AIM OF THE EXERCISE> Each entry has to be given again in its exact wording, and no picture may appear in the result.

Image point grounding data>

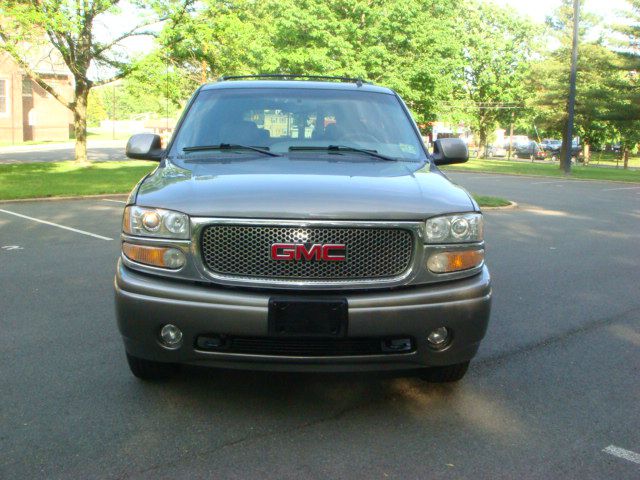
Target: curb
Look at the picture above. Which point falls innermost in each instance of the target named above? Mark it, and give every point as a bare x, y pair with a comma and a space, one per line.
561, 178
511, 206
53, 199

COMPLETED EXERCISE>
Target: curb
Look at the picture above. Which point falls innermost in each instance of the target named above? Mark it, and give every point as a bare x, y pair with a comma and a space, one per line.
561, 178
511, 206
53, 199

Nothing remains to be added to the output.